## Passage to read
And for me, I just kinda…I wouldn’t say laugh it off, it would be the wrong term. I always appreciate it, but I never let it sink in. And now what I try to do afterward is just take a few moments and deeply appreciate the people that have taken the time to give me appreciation. But before I end, I wanna talk about appreciation, either receiving it or giving it, and the difference between good and bad appreciation. I know it sounds good, wouldn’t all appreciation be good. When someone says to you… And I’m gonna pick on Cordell, is it okay if I pick on you, Cordell?

Cordell: I think you’re gonna do it anyway, Evan.

Evan: Yeah, you know me well, Cordell, you know me well.

Megan: I got nervous there for a second, I said, oh.

Cordell: I did too, I did too, I did too.

Evan: Okay. Cordell, this is an example of poor acknowledgment, “Cordell, you’re a great partner.” Now that sounds like good acknowledgment, right? “Oh, you’re a great partner.” Well, we hear expletives, they bounce off of us. If we wanna sit back, we have to acknowledge people specifically and clearly if we wanna get that acknowledgment through. So let me try again, “Cordell, I just wanna let you know how much I appreciate you. You have an amazingly calm demeanor. Whenever I’m having a bad day or we’re talking about the business, it’s so easy for me to talk to you about the business because you have such a calm way of thinking about the business. I also wanna say to you, your personal passion about caring for people and caring for customers and doing whatever it takes to make the customer happy,” and we define happy here by the way by giving them effective tools, “you’re a stand for that, and that’s what makes you a great partner.”

## To be done
a – Copy every one of the lines of data below word for word, keeping each line as it appears.
b – Write what comes next in the conversation about giving specific appreciation above, picking up right after its last sentence.

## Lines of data
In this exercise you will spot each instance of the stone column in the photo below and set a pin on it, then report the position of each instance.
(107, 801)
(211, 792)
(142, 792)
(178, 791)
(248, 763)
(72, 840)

## Per-task answers
a –
In this exercise you will spot each instance of the stone column in the photo below and set a pin on it, then report the position of each instance.
(107, 801)
(211, 792)
(142, 792)
(178, 791)
(248, 763)
(72, 840)

b –
And if you notice the difference between those two statements, and one statement is nice, it’s pleasant, it doesn’t break the barrier of the human. The second one is meaningful. Maybe, Cordell, you could reflect.

Cordell: Specific praise is kinda what I’ve heard the term used as, and I’ve seen you demonstrate it, and it makes a night and day difference. When you take the time to not just give superficial comments, but you find what that person is doing and you specifically call it out, it makes a big difference. The only caveat I’d put on it is frequency. You know, it’s not just something you do here and there, it’s something that you make it a point that you’re gonna do all the time. So when you’re giving praise, it is specific praise all the time.

Evan: You know, we have sort of a rule of thumb at Tortal, which is to look to give someone five times the number of positive clear acknowledgments to constructive recommendations. I suspect we go far more than five times, but the reason why we have that is that when people notice you catching them doing things right and can truly see that you get what they’re doing right, they are very open to listening to you when you have constructive recommendations. But when all you do, from their perspective, is look for what you’re doing wrong, so every time, if I called Megan and said, “Megan, I’d like to talk to you,” I think and I’ll let Megan speak in a moment, she always is happy to take my call because it’s more likely than not… She’s nodding. It’s more likely than not, I’m gonna say something positive to her. And she knows how much I catch her doing things right, how much I care for her as a person. And that makes such a difference and it is one of the biggest issues in management, is people only spend time correcting behavior, not acknowledging, encouraging, and fostering great behavior.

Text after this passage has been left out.